» Stated exercise
Images do not belong in the copy. Retype all the entries below exactly.

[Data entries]
****************************************

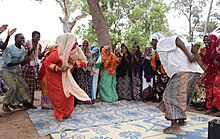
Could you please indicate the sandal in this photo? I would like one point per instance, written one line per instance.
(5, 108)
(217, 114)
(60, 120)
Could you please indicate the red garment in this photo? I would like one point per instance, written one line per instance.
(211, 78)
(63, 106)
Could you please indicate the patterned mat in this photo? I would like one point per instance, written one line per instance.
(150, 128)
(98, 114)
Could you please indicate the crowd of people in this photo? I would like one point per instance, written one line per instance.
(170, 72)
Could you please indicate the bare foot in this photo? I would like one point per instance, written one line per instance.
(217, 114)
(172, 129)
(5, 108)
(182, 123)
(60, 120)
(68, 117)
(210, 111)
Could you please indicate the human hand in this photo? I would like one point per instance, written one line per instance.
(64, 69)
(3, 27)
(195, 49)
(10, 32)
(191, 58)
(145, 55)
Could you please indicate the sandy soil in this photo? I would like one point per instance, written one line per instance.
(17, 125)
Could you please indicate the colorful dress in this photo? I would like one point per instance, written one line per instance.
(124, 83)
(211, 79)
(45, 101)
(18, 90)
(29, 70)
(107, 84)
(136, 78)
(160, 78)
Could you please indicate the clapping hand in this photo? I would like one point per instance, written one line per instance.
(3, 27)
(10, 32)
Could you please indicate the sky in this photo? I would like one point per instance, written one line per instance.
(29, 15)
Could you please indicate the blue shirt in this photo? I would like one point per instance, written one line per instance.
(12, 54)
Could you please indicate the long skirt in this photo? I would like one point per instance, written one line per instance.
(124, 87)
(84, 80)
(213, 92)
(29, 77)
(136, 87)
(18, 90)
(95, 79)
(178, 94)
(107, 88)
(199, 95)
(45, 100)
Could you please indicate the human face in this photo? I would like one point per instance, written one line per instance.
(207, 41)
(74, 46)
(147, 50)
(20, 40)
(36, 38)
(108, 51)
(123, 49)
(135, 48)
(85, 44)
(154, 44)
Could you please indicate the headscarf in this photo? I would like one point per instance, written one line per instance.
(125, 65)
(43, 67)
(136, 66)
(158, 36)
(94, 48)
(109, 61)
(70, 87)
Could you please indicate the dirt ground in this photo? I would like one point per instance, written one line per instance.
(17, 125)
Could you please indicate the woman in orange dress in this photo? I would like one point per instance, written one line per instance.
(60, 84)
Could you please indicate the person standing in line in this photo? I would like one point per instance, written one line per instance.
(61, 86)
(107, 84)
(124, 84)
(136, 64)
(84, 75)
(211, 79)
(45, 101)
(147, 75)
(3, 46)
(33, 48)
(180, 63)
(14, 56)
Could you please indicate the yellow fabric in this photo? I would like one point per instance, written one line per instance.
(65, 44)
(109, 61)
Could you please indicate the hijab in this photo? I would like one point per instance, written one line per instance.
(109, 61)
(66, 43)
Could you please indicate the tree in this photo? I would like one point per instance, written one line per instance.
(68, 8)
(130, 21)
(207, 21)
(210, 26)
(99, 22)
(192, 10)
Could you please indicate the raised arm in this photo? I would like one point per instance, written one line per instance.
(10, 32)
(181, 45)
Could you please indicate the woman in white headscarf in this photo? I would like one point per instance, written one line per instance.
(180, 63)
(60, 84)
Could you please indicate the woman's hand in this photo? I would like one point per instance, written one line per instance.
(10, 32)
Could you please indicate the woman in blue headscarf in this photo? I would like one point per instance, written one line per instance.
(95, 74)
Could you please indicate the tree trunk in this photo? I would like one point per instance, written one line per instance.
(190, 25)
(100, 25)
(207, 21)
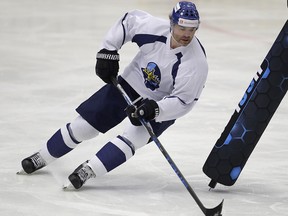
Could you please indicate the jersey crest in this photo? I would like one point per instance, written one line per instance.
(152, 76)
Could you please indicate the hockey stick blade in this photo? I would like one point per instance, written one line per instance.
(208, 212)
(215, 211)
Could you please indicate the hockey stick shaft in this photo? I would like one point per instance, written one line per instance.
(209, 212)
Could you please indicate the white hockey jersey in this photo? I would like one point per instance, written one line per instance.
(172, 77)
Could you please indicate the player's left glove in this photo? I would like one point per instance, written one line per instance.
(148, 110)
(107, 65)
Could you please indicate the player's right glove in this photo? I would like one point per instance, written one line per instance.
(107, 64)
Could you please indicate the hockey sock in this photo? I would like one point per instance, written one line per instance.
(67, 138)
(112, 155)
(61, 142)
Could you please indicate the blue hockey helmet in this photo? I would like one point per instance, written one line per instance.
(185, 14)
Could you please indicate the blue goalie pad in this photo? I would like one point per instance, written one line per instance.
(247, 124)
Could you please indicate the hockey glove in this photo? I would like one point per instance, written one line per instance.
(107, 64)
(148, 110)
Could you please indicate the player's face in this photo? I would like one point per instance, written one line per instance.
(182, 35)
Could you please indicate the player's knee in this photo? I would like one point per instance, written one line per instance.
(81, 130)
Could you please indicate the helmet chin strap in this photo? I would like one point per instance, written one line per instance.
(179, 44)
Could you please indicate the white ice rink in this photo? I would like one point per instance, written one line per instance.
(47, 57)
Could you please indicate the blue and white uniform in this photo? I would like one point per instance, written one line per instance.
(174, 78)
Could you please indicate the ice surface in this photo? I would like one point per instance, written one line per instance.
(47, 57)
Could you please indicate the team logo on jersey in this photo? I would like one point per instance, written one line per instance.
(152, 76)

****************************************

» Solution for this task
Could you please indicate the sandal in this photo? I would like one point per instance, written one line per instance.
(5, 108)
(217, 114)
(60, 120)
Could you please indicate the red garment in this photo? I would like one point per instance, written one line per instance.
(211, 78)
(63, 106)
Could you please indicate the patterned mat in this photo? I would like one point per instance, written one line per instance.
(150, 128)
(98, 114)
Could you please indicate the crowd of people in this photo? I would like one point per instance, written one line per instance.
(170, 72)
Could you please indicate the bare foot in this photo? I would like one point per instance, written one line per instance.
(217, 114)
(172, 129)
(5, 108)
(182, 123)
(60, 120)
(68, 117)
(210, 111)
Could you please indicate the human hand in this photo? I would like one point per instance, written one line per instance.
(64, 69)
(3, 27)
(195, 49)
(10, 32)
(191, 58)
(145, 55)
Could you please indicate the sandy soil in this photo? I would like one point per instance, written one line per instance.
(17, 125)
Could you please indicate the colorful dress in this photo? I would like one point per instance, written one line per instance.
(124, 83)
(211, 79)
(45, 101)
(18, 90)
(29, 70)
(107, 84)
(136, 78)
(160, 78)
Could you please indicate the clapping hand in this photo? I would like one point per instance, written one line per instance.
(3, 27)
(10, 32)
Could you please indicate the sky in this photo? I would like one point per instance, written one line per instance.
(29, 15)
Could you please indicate the blue shirt in this photo? I would like one point per instance, written one line per instance.
(12, 54)
Could you please indicate the long skirt in this photo? I would like one point per instance, written one line per instance.
(124, 87)
(84, 80)
(213, 92)
(29, 77)
(136, 87)
(18, 90)
(95, 79)
(178, 94)
(107, 88)
(199, 95)
(45, 100)
Could you please indicate the human face in this photo? I would like one point per instance, written one line per instance.
(207, 41)
(74, 46)
(147, 50)
(20, 40)
(36, 38)
(108, 51)
(123, 49)
(135, 48)
(85, 44)
(154, 44)
Could you please indicate the headscarf in this photo? I would like one point per instance, written one line per instance.
(125, 65)
(43, 67)
(136, 66)
(158, 36)
(94, 48)
(109, 61)
(70, 87)
Could you please indicate the dirt ground in this photo? I would like one point per instance, written one line per instance.
(17, 125)
Could you please indicate the woman in orange dress in this photo? I would like one point per instance, written one line per instance.
(60, 84)
Could you please indicate the person standing in line in this photo? I would like one point per instance, written one line per instance.
(61, 86)
(107, 84)
(124, 84)
(136, 64)
(84, 75)
(211, 79)
(45, 101)
(147, 75)
(3, 46)
(33, 48)
(180, 63)
(14, 56)
Could you please indicate the yellow fabric in this photo? I would like one point per instance, written one line per instance.
(65, 44)
(109, 61)
Could you please indicate the hijab in this photo? I would like one point per instance, written one line per instance.
(109, 61)
(66, 43)
Could you please indicate the tree in this photo? I would like one point per instance, written one line per instance.
(68, 8)
(130, 21)
(207, 21)
(210, 26)
(99, 22)
(192, 10)
Could you please indicate the raised arm in this photo? I would like one point per instance, written one line per instance.
(10, 32)
(181, 45)
Could you please indicate the woman in white headscarf in this photo? I would like one point per instance, written one line per instance.
(180, 63)
(60, 84)
Could you please indicate the woman's hand in this photo? I would like one point per instance, written one line per instance.
(10, 32)
Could you please indicate the woman in blue headscarf in this photo? I would like one point per instance, written one line per instance.
(95, 74)
Could you please indicate the tree trunk in this photo? I would like one point per instance, written one line per instance.
(190, 25)
(100, 25)
(207, 21)
Could you please indicate the jersey crest in this photo? I would like one point per instance, written one line per instance.
(152, 76)
Could you please indicate the hockey stick blade in this photo? I would like one point per instance, written one line per instance.
(208, 212)
(215, 211)
Could you please indicate the hockey stick shaft in this photo? I would like one point per instance, written one line per instance.
(209, 212)
Could you please indicate the white hockey jersey in this photo? I would like one point per instance, written one line per instance.
(172, 77)
Could you please indicate the player's left glove in this photo? I would like one point per instance, written one line per instance.
(148, 110)
(107, 65)
Could you please indicate the player's right glove in this photo? I would like one point per instance, written one line per instance.
(107, 64)
Could you please indicate the hockey sock in this photo? I would like one point per instance, written one line per instance.
(67, 138)
(112, 155)
(61, 142)
Could you please indicate the blue hockey helmet in this photo? I would like one point per instance, written one line per instance.
(185, 14)
Could you please indicate the blue goalie pad in this photo? I would like one point per instance, written one line per instance.
(247, 124)
Could you please indicate the hockey glove in this photo? I would like one point per instance, written one line per instance.
(107, 64)
(148, 110)
Could you please indicate the player's face in this photo? I would like one point per instance, written one line per instance.
(182, 35)
Could you please indicate the player's knee in this photo? I would like one point per instance, written one line per instance.
(81, 130)
Could you please indicate the helmet chin strap in this photo? I would like one point per instance, written one line per instance.
(179, 44)
Could you please indicate the white ice rink in this photo? I would like one point per instance, written one line per instance.
(47, 57)
Could you please indicate the blue and white uniform in this photo? I would like one point per instance, written one line per instance.
(174, 78)
Could you please indicate the ice surface in this photo? I would like one point per instance, written one line per instance.
(47, 57)
Could you please indicate the team logo on jersey in this photo? I would like one point per instance, written one line per instance.
(152, 76)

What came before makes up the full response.